Every record below should be repeated exactly. Omit the pictures.

=== Region pointing data ===
....................
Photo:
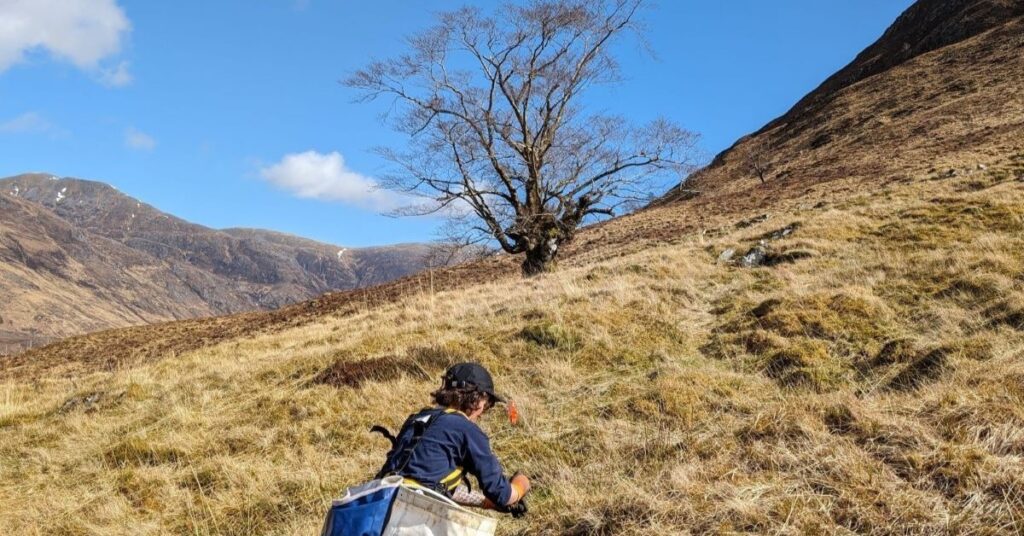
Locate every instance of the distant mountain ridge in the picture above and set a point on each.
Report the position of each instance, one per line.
(78, 255)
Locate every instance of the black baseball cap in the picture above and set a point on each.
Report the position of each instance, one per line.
(463, 374)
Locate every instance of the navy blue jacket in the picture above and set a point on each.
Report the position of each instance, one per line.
(451, 447)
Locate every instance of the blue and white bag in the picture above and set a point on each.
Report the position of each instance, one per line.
(386, 507)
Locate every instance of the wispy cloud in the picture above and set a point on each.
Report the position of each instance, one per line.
(32, 123)
(82, 32)
(315, 175)
(117, 76)
(135, 138)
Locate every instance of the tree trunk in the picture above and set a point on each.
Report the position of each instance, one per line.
(540, 256)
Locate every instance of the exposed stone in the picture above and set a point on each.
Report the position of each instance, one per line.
(756, 256)
(752, 221)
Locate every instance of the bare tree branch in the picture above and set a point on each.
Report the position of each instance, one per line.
(492, 104)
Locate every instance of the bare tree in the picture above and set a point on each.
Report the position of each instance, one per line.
(492, 102)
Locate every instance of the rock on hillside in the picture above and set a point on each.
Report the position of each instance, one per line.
(78, 255)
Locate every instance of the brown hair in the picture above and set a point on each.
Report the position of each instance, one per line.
(462, 399)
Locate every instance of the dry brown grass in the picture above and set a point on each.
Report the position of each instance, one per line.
(875, 387)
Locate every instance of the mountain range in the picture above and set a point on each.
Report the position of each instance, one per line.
(78, 256)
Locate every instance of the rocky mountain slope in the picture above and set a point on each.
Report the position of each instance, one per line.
(79, 256)
(863, 377)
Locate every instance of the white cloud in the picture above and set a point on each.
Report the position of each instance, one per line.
(32, 123)
(82, 32)
(116, 76)
(137, 139)
(314, 175)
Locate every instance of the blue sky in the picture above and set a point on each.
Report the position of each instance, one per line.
(199, 107)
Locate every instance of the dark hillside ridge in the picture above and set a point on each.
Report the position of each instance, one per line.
(926, 26)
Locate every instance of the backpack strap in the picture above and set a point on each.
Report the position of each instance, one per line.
(420, 422)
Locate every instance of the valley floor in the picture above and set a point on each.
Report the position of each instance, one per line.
(870, 380)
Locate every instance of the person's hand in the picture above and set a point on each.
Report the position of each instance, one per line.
(521, 484)
(518, 509)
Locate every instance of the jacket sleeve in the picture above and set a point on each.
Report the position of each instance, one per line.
(482, 463)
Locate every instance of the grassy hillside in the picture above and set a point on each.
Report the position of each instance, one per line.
(870, 380)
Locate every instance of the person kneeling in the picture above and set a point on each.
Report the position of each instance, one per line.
(438, 447)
....................
=== WRITTEN ANSWER ===
Photo:
Locate every instance of the distant mountain ridge in the picture above and set a point on each.
Report the position of each instance, one per line.
(78, 255)
Locate every instance of the black baseball cap in the picture above and set a point on each.
Report the position of each instance, one per line.
(463, 374)
Locate every instance of the navy blue jacket in the picture above and set a point on each.
Report the position of each instance, one per line.
(451, 447)
Locate every instance of the blue and white bag in the picture above and set a point on each.
Report the position of each instance, one per line.
(386, 507)
Locate every instance of the wispy cloud in the picture above and set a point on each.
Report the position of each instance, one per line.
(32, 123)
(82, 32)
(315, 175)
(117, 76)
(135, 138)
Locate every instance of the tree trunk in the picture above and set a point on each.
Report the position of each instance, one per line.
(540, 256)
Locate every instance of the exposed stone in the picture above and set a point on each.
Report the position of each instance, one per line.
(756, 256)
(752, 221)
Locate every instance of the bare tree branch in the picture above and set a point on each.
Report the position of each instance, one per line.
(492, 104)
Locate every instance of the bare tree in the picture above and set a point on each.
Report the position of each instance, one per line.
(492, 102)
Locate every instance of the rock on hillside in the picture above and set a point on each.
Report the position of each instance, one per line.
(78, 255)
Locate every instance of the brown hair in the picture above and set a point on each.
Report the position of each instance, one per line.
(462, 399)
Locate every instance of the dry brown grass in the picture above and set a point on each.
Report the position of each instance, one per line.
(875, 387)
Locate every instance of the mountain range in the picture above and set a point on each.
Report the position of each instance, one per line.
(78, 256)
Locate every instance of the rocky mountain slope in the picture above and set a point on each.
Report the position of each instance, one per line.
(79, 256)
(863, 377)
Locate every instance of the white cloud in the picture above and set a point on each.
Report the position of each instance, one per line.
(32, 123)
(82, 32)
(116, 76)
(137, 139)
(314, 175)
Locate every instance of the blue sky in the picture above and set a point on each.
Report the position of each instance, one per line.
(199, 107)
Locate every instance of the dark hillside ridge in the picture above and set a point on each.
Report the position of each instance, one per line.
(926, 26)
Locate every instance of the backpack strap in the picture above and set a point on each.
Report the position of each instance, one per line.
(420, 422)
Locate every instance of the valley floor in the picture above and set a point on each.
Report the position of each instance, one per line.
(870, 380)
Locate every instance of the person's hand in the picture above and set a point on each.
Report the position of each instance, one per line.
(521, 484)
(518, 509)
Locate every instance of the jacket sleeve in the picture above and set a point on each.
Report the position of each instance, one per line.
(482, 463)
Locate every instance of the grassy hillside in the picture above and set a point on each.
Report the position of each instance, one per line.
(870, 380)
Locate every instance of the person kneeling in the picture above and set a point on each.
Report the position of each instance, one per line.
(438, 447)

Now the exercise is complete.